Requirement 1
In the article on Obasanjo's anti-drug remarks, do these statements agree with the text? (a) The anti-drug conference took place in Abeokuta. (b) Obasanjo chaired the West African Drug Commission under the United Nations. (c) Obasanjo became addicted to smoking as a young man. For each, answer yes or no and quote the deciding words.
Requirement 2
Extend the article on Obasanjo's anti-drug remarks, starting after its final sentence.

Excerpt
Nigeria’s former president, Chief Olusegun Obasanjo, over the weekend, disclosed that West Africa has become a centre of hard drug consumption and no longer a transit point.
He said this in his remarks at the second edition of ‘Fly Above The High’, an anti-drug campaign conference organised by Recovery Advocacy Network, in Abeokuta.
Obasanjo lamented the rate at which Nigerian youths engaged in the usage of hard drugs, advising them to abstain from it in order not to jeopardise their future.
He explained that the use and abuse of psychoactive drugs would rather destroy their future than add value to life.
The former president, who recalled his role as the Chairman of the West African Drug Commission under the Kofi Annan Foundation, stated that members of the Commission and himself went around the West African countries with the belief that the region was free from drugs but discovered that the region is not just a transit point for drugs but a centre of consumption.
He, therefore, called for restraint among the youths, saying, “There is nothing drugs can do for you except destruction.”
“But to our dismay, displeasure, and pain, at the end of the exercise, we found out that West Africa has equally been a centre for drug consumption in a very bad way. That was more than 10 years ago, so the situation has since gone worse. And whatever applies to West Africa applies to all other parts of Africa,” Obasanjo said.
Obasanjo equally recalled how he attempted to embrace smoking as a habit as a young man and was later confronted with a severe cough, which made him run away from it.
He said, “If I had persisted, I could have become addicted. Once you get involved, it is difficult to get out,” Obasanjo told the gathering of youths, students, mental health specialists, and policymakers. There’s nothing drugs can do for you except destruction.”

Stored data entries:
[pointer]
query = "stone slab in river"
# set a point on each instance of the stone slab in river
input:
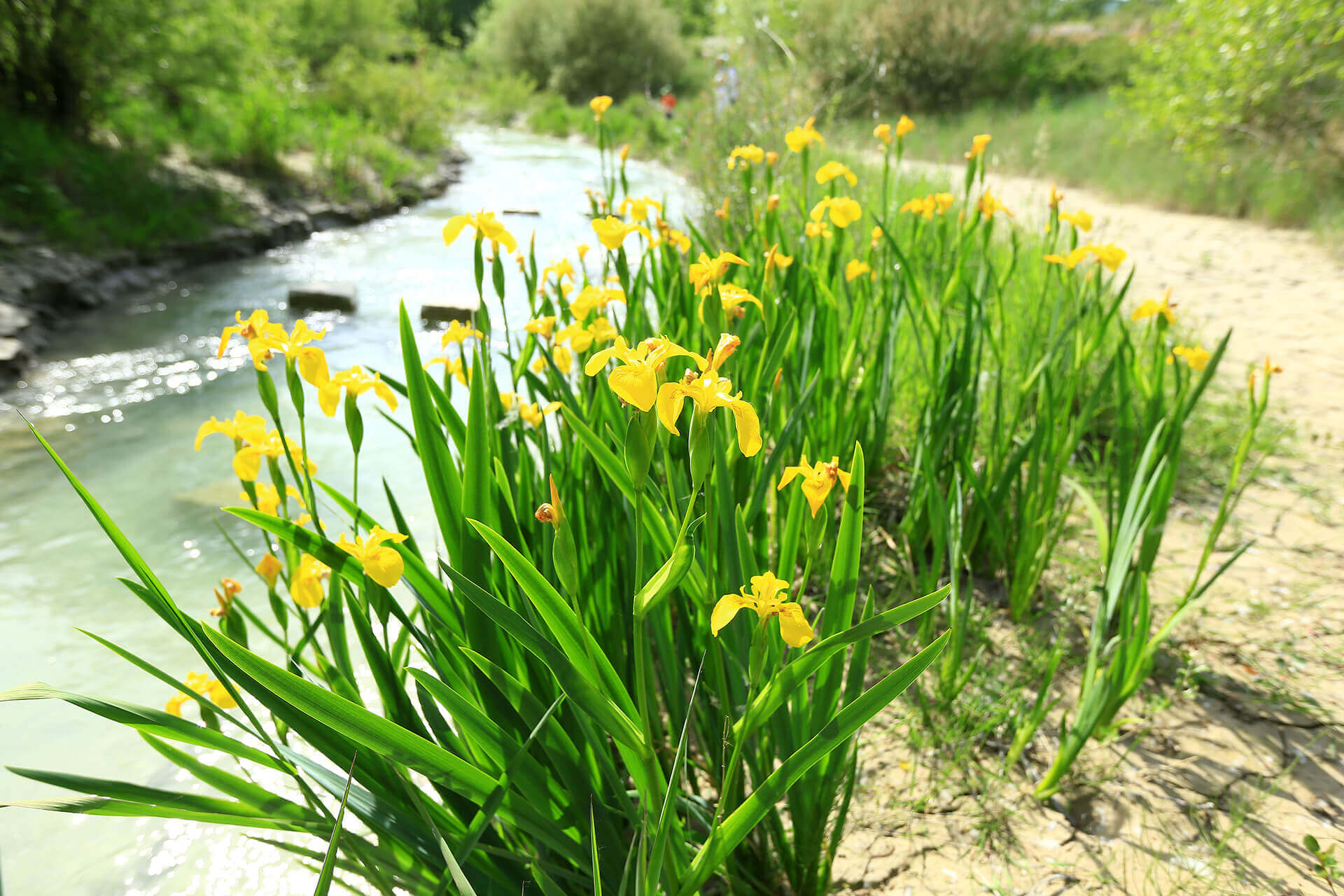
(451, 309)
(323, 298)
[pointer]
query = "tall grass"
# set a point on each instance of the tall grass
(1092, 141)
(570, 697)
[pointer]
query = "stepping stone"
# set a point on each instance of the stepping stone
(449, 309)
(323, 298)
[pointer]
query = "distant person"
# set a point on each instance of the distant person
(724, 83)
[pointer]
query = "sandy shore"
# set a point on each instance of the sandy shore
(1215, 783)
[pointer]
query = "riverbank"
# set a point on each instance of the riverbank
(45, 286)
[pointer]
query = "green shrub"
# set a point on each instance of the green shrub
(587, 48)
(1217, 74)
(403, 101)
(94, 197)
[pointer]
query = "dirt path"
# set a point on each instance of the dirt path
(1237, 755)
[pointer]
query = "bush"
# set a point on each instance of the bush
(587, 48)
(1218, 74)
(927, 55)
(400, 99)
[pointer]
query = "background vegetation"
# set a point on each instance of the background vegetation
(351, 96)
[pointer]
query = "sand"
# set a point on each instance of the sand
(1233, 757)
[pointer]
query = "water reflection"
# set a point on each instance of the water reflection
(120, 396)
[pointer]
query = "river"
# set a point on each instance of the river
(120, 396)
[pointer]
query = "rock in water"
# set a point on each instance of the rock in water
(323, 298)
(449, 309)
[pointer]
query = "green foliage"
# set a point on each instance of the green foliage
(634, 121)
(92, 197)
(1327, 865)
(445, 22)
(581, 49)
(366, 29)
(569, 697)
(1218, 74)
(920, 55)
(1092, 141)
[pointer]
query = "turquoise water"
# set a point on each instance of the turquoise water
(120, 396)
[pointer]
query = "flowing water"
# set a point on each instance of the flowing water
(120, 396)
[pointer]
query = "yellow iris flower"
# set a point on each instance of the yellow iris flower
(636, 381)
(818, 480)
(1196, 356)
(710, 393)
(561, 269)
(1079, 219)
(201, 685)
(1073, 258)
(1109, 255)
(855, 269)
(804, 136)
(733, 298)
(454, 365)
(1152, 308)
(534, 414)
(749, 155)
(612, 232)
(706, 272)
(483, 223)
(768, 599)
(990, 204)
(254, 327)
(638, 209)
(226, 598)
(307, 584)
(843, 210)
(309, 359)
(384, 564)
(673, 237)
(562, 356)
(834, 169)
(248, 458)
(241, 428)
(355, 382)
(269, 568)
(594, 298)
(458, 333)
(542, 327)
(268, 500)
(581, 339)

Final answer 1
(a) Yes: "organised by Recovery Advocacy Network, in Abeokuta"
(b) No: "Chairman of the West African Drug Commission under the Kofi Annan Foundation"
(c) No: "was later confronted with a severe cough, which made him run away from it"

Final answer 2
The Managing Director of Serenity Royale Hospital, Dr Kunle Adesina, on the sidelines of the program, said it has become necessary to address the issue of abuse of drugs with a focus on primordial and primary prevention levels by educating young people about the dangers of substance use before they start.
He revealed that about 14.3 million Nigerians, representing 14.3% of the population, have used a substance within the last six months, adding that one in five drug users is female.
Adesina said, “Addiction treatment is best approached through prevention. We must focus on primordial and primary prevention levels to educate young people about the dangers of substance use before they start.”
He called for strong legislation to reduce the availability of drugs, noting that the widespread accessibility of substances fuels the growing crisis.
A mental health specialist, Dr. Samuel Abah, said, “From our experience, we discovered that even those that are meant to control the substance are the ones involved.
“We must stand our ground that this thing is not helpful; it’s destructive. It’s not just a pleasure but a destructive pleasure.”